* BEGIN SUPPLIED INFORMATION *

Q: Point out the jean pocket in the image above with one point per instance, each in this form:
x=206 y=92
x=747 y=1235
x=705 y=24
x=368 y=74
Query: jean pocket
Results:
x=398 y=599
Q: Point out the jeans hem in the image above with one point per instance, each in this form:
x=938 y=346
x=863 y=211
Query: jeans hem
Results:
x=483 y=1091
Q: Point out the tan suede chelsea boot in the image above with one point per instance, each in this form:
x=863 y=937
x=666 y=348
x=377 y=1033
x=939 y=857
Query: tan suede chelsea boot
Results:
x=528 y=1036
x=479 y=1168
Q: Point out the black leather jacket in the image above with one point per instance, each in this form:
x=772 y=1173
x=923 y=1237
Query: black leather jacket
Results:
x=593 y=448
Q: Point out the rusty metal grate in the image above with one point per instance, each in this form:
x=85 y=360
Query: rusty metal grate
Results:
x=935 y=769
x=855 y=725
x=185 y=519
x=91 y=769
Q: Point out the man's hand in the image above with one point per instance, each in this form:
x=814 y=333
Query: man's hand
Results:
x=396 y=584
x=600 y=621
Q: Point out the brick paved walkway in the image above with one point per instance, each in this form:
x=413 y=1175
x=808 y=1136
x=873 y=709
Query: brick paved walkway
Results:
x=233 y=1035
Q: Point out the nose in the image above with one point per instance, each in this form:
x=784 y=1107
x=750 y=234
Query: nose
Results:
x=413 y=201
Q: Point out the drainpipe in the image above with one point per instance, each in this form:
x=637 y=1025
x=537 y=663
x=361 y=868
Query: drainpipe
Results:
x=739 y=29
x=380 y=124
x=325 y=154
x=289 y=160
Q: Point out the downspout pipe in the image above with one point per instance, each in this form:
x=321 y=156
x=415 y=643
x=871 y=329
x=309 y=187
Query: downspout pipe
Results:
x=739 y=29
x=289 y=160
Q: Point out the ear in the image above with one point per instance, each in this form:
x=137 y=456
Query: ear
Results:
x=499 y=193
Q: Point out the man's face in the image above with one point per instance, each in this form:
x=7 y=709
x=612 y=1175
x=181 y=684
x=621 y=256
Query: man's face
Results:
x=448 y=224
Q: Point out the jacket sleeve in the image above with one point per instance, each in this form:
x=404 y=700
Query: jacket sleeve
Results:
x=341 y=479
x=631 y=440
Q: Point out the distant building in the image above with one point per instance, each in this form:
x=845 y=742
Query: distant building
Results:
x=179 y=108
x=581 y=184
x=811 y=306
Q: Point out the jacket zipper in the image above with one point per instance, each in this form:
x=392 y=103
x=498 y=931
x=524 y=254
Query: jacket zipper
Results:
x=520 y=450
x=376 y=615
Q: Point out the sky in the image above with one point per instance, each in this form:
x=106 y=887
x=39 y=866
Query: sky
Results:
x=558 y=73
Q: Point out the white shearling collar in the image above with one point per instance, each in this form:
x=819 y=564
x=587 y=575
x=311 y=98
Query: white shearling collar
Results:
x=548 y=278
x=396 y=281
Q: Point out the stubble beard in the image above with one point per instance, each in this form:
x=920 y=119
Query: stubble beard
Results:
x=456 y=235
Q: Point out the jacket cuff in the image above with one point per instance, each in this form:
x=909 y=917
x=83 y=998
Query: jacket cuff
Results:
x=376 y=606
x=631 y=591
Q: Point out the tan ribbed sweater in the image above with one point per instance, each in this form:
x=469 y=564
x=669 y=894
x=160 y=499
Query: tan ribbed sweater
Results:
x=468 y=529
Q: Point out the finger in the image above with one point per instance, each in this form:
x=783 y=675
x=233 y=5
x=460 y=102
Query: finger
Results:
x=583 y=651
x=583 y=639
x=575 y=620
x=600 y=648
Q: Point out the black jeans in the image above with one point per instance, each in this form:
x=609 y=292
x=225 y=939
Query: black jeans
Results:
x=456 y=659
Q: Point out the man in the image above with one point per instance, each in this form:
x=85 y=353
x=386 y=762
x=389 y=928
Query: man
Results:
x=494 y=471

* END SUPPLIED INFORMATION *
* BEGIN SUPPLIED INFORMATION *

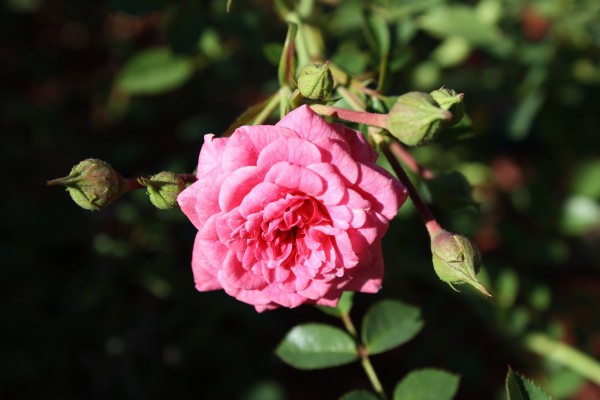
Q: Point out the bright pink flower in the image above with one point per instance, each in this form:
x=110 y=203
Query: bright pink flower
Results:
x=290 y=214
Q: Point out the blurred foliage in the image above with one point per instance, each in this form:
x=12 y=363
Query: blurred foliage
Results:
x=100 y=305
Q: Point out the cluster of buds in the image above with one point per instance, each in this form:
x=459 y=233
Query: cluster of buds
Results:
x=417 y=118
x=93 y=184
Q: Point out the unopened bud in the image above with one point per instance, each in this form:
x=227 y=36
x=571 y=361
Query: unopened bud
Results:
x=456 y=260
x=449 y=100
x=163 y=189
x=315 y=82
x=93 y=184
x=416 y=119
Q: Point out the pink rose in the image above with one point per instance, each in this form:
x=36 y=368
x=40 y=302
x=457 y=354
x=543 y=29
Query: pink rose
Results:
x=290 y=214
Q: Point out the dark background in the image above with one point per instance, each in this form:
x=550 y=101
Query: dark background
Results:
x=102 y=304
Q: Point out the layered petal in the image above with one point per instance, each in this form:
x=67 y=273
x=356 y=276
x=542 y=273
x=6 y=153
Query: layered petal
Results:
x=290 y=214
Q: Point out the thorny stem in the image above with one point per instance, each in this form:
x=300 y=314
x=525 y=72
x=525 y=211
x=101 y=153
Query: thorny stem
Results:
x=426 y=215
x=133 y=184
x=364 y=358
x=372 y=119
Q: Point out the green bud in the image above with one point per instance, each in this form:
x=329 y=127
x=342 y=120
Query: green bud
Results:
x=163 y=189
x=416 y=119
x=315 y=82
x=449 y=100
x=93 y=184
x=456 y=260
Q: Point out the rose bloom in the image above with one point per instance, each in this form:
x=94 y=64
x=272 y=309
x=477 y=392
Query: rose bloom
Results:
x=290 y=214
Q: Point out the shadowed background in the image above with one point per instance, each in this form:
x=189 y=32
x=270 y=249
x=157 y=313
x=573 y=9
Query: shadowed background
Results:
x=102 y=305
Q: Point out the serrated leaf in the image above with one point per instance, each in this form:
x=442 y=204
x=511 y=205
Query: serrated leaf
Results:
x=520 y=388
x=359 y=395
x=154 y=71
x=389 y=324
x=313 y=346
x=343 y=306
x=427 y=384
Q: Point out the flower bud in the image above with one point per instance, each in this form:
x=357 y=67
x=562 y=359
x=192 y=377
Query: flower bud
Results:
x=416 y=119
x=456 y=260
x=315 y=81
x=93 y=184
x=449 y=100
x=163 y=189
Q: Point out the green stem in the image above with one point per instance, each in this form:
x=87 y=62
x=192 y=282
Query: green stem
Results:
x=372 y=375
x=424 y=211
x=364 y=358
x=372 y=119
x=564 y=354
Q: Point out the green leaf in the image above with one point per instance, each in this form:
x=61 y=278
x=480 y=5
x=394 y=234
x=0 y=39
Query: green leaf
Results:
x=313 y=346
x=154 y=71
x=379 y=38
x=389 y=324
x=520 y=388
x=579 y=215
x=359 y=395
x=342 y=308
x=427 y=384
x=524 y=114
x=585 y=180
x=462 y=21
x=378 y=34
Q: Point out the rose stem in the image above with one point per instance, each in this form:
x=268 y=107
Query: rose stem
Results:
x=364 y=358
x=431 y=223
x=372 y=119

* END SUPPLIED INFORMATION *

DO THIS: Can you copy out the lines above verbatim, from the line with "Q: Point out the dark" through the line with "x=102 y=304", including both of those lines?

RESULT OF THE TASK:
Q: Point out the dark background in the image above with one point per instance, each in this form:
x=550 y=101
Query: dark background
Results:
x=102 y=304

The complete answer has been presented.